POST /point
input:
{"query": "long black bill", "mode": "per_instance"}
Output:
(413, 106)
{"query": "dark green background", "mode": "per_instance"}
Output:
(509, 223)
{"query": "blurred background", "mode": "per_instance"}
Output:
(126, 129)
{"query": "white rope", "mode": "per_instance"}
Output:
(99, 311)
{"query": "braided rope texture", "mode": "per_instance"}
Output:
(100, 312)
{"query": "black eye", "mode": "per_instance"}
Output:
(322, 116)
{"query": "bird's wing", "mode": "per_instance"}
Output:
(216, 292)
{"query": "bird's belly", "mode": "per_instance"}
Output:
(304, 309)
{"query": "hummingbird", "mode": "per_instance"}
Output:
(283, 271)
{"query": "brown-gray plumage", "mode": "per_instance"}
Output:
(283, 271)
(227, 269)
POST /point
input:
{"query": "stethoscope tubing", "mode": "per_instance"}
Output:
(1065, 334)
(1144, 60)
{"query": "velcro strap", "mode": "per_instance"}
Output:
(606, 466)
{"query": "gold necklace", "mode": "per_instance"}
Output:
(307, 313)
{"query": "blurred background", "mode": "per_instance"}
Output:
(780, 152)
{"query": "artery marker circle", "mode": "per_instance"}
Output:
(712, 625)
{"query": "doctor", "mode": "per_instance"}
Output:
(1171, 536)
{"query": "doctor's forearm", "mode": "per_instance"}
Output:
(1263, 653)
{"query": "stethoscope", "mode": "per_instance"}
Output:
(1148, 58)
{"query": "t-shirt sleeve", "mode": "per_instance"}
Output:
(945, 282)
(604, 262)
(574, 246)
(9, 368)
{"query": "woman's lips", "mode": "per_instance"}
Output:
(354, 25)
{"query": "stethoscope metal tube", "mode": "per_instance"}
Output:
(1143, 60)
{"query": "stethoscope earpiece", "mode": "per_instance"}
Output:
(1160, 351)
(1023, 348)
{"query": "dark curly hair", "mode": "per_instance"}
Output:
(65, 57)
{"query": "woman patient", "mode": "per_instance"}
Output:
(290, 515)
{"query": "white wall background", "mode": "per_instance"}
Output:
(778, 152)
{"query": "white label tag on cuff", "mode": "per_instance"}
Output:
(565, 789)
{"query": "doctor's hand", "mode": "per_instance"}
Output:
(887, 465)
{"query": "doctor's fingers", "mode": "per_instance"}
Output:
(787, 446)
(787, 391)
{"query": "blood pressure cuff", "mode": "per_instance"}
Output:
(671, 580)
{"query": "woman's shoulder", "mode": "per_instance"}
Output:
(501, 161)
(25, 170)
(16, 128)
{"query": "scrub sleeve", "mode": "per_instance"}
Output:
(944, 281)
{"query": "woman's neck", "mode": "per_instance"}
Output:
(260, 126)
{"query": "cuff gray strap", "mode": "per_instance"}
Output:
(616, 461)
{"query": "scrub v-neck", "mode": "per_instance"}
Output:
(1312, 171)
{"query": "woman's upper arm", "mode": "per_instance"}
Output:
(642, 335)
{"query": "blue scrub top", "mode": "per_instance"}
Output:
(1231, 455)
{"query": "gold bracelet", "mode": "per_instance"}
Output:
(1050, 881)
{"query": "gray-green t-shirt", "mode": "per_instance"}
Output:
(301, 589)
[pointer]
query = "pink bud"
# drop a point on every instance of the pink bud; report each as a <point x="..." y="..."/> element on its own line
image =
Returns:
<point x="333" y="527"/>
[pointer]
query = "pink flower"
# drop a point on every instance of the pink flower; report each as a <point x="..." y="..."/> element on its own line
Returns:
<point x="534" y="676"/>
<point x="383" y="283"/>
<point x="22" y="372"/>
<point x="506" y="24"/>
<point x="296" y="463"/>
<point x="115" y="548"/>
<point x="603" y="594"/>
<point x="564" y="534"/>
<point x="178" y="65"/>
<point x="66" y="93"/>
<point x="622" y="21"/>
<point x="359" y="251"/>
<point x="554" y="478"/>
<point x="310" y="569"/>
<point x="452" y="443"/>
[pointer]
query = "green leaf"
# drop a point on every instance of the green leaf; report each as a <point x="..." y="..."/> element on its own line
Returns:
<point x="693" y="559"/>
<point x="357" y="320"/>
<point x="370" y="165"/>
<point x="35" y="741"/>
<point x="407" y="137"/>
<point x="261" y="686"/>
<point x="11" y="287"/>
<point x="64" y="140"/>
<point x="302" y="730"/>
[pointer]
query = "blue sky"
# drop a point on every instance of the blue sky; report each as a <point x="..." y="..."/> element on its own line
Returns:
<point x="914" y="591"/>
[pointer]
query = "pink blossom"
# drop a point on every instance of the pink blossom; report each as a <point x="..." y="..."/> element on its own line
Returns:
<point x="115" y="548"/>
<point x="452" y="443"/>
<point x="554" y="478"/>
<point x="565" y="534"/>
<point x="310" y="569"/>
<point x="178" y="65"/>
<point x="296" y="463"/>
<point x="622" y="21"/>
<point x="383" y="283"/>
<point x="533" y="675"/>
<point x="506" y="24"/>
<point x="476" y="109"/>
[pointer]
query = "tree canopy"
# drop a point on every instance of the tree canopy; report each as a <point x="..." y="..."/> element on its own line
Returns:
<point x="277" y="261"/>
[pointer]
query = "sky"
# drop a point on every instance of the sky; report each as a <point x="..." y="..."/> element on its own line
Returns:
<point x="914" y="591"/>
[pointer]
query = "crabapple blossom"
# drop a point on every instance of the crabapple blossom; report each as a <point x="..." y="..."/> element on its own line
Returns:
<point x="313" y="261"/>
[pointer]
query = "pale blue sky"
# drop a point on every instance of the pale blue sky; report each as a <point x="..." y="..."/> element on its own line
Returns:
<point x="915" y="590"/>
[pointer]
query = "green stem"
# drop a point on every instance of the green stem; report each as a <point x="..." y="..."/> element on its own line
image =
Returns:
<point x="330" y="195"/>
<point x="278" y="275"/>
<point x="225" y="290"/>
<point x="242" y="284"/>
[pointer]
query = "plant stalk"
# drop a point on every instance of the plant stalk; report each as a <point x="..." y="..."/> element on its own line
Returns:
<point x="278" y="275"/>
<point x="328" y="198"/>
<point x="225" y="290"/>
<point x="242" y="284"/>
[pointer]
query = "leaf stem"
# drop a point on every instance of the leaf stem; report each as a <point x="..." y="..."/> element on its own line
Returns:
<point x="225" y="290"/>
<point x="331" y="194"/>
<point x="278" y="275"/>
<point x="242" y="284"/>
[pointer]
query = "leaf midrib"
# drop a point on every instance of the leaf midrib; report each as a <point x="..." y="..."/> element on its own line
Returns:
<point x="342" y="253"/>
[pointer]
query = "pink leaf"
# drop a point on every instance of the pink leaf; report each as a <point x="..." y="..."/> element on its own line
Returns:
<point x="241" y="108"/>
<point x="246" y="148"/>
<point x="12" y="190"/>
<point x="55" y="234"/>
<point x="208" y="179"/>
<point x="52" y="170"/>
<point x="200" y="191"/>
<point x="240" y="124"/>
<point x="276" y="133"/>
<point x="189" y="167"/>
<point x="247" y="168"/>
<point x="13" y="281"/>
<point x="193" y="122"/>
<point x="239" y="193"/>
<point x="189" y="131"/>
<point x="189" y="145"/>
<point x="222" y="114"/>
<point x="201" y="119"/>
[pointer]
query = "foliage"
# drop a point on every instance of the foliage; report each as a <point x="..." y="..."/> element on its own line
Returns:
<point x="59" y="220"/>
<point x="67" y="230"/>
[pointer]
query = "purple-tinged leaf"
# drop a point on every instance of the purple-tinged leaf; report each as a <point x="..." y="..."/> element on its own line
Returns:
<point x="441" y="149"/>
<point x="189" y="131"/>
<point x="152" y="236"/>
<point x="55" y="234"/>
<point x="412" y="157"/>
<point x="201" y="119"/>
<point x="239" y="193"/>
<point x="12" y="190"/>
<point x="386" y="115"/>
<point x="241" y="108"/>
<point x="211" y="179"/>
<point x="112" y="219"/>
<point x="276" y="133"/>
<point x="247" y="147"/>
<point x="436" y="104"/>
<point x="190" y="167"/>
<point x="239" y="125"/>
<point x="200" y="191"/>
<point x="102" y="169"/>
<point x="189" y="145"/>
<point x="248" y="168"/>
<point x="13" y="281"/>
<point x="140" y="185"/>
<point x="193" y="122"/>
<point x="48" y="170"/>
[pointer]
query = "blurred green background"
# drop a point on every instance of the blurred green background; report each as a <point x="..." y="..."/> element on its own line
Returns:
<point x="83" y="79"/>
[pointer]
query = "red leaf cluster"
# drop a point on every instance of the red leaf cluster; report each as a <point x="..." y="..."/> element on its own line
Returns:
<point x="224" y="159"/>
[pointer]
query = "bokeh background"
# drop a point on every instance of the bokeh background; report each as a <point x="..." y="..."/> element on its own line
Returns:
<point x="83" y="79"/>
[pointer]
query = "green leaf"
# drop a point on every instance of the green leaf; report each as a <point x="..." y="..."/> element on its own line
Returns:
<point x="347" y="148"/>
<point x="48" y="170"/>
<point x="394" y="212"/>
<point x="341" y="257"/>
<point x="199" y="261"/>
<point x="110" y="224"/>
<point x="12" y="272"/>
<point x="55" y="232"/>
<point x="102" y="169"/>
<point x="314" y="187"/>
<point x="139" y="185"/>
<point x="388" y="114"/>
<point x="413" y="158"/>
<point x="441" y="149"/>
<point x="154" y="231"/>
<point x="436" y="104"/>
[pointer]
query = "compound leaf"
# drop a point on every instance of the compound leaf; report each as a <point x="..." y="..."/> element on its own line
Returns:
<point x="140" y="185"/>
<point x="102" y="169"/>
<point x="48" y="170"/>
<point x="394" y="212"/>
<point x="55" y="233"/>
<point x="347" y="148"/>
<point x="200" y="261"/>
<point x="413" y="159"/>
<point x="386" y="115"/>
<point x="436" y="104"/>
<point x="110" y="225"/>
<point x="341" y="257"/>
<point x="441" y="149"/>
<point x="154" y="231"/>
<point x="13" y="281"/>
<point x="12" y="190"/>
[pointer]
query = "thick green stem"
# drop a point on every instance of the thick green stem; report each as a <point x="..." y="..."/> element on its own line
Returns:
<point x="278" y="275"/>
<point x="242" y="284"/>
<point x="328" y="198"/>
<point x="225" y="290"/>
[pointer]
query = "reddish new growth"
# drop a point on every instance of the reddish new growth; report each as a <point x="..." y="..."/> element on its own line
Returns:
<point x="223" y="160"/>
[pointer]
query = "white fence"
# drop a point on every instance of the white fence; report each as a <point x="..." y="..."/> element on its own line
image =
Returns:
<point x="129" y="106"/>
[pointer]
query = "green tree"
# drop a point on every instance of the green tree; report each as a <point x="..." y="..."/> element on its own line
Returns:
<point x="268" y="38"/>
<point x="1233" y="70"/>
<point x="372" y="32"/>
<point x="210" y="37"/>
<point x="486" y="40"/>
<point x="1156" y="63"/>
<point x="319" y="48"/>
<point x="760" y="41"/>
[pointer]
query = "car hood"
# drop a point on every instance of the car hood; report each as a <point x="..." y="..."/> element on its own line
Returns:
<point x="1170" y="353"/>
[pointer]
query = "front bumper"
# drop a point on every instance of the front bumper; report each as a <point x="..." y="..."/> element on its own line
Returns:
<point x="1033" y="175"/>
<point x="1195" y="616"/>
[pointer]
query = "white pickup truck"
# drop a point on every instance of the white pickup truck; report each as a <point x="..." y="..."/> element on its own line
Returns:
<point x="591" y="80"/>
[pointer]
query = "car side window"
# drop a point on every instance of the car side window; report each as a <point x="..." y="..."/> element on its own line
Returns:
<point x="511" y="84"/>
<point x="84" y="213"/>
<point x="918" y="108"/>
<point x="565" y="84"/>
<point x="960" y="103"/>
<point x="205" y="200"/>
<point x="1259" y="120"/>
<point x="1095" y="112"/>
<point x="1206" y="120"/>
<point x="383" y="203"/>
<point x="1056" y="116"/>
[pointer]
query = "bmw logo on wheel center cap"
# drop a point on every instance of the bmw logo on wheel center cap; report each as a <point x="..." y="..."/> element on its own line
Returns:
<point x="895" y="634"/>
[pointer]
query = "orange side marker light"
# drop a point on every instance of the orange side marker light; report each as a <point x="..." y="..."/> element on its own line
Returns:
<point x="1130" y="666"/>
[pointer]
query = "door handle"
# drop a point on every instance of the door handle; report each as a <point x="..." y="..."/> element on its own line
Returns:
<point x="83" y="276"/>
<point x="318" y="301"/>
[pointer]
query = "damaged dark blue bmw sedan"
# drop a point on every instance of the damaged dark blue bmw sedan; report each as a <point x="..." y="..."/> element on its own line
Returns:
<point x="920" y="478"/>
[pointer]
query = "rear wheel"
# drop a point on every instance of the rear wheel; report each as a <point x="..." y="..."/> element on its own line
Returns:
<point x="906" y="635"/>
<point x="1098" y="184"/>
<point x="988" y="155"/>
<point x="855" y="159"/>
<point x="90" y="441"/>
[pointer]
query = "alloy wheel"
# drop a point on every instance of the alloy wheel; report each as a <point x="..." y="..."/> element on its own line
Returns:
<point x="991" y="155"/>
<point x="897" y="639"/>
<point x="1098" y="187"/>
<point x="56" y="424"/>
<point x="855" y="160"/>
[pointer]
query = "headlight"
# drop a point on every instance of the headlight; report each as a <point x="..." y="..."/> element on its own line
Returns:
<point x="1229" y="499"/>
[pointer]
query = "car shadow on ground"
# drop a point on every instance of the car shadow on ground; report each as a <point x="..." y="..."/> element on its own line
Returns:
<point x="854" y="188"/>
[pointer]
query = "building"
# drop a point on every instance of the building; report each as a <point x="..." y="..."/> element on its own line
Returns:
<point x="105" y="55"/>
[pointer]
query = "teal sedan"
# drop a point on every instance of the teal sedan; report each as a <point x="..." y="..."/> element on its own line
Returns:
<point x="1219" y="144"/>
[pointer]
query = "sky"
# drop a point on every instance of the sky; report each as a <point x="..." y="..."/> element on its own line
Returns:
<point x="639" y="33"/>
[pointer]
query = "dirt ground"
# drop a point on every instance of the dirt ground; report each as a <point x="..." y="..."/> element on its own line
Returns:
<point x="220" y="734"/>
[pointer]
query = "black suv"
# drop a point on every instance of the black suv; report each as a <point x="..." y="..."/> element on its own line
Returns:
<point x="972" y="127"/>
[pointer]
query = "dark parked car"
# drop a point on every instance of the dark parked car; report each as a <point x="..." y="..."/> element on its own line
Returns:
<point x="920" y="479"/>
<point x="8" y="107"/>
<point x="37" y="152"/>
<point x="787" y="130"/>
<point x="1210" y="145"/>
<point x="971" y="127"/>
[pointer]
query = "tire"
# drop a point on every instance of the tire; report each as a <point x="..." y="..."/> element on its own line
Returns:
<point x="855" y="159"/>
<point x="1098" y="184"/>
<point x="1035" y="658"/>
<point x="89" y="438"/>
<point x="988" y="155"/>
::::::::::
Pick out every line of the material above that contains the word "strap".

◆ Response
{"query": "velcro strap", "mode": "per_instance"}
{"query": "cuff gray strap", "mode": "per_instance"}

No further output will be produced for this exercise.